# Provided information:
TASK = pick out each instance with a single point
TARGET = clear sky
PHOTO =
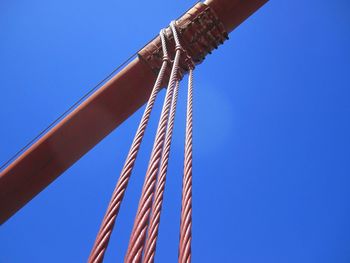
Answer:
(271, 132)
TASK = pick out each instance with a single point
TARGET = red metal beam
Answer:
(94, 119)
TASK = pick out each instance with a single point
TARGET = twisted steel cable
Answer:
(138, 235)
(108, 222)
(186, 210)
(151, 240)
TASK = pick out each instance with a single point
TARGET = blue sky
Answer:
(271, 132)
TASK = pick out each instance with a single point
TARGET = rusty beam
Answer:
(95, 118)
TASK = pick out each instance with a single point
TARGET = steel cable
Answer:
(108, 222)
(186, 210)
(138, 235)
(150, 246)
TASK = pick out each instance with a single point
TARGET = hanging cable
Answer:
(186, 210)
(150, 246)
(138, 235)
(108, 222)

--

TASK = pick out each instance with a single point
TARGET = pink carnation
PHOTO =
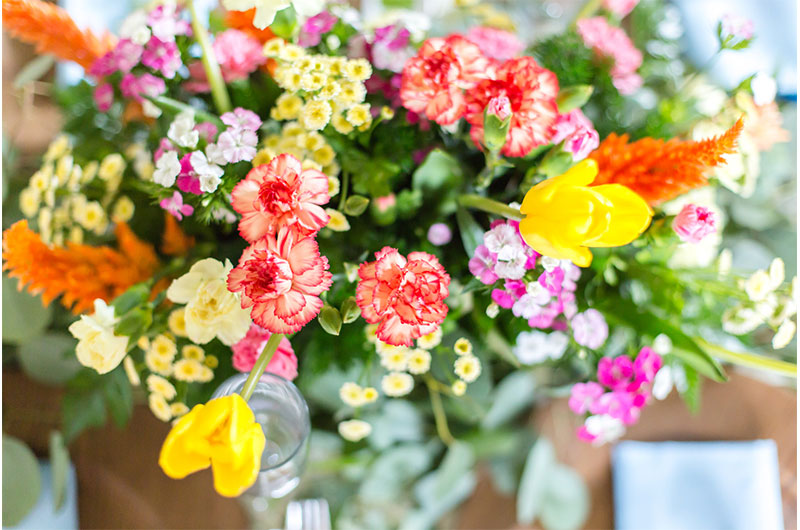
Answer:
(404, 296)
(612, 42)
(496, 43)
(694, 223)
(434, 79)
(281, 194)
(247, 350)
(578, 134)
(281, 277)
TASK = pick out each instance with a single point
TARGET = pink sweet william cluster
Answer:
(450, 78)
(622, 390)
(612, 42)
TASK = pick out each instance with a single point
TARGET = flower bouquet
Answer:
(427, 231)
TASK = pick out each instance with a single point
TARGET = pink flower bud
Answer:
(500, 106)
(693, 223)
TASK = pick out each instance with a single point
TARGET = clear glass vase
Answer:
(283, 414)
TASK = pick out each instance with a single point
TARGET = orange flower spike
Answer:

---

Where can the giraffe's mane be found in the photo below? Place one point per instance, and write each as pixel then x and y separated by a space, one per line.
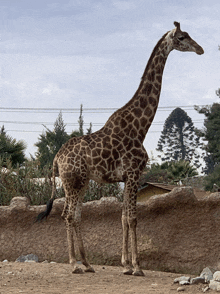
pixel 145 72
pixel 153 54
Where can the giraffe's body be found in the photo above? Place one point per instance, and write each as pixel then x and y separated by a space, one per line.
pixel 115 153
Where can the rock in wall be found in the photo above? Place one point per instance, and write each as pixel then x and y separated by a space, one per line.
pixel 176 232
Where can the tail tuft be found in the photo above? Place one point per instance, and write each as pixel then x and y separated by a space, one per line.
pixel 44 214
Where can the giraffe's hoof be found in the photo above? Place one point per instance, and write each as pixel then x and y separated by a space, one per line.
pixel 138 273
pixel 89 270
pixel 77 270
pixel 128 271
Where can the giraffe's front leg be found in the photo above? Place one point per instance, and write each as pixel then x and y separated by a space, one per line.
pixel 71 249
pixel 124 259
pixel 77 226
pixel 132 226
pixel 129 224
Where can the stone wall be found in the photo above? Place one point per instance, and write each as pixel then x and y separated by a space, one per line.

# Task brief:
Which lines in the entries above contain the string "pink"? Report every such line in full, treating uppercase and lowercase as different.

# Solution to this exercise:
TARGET = pink carnation
TARGET = pink sweet william cluster
TARGET = pink flower bud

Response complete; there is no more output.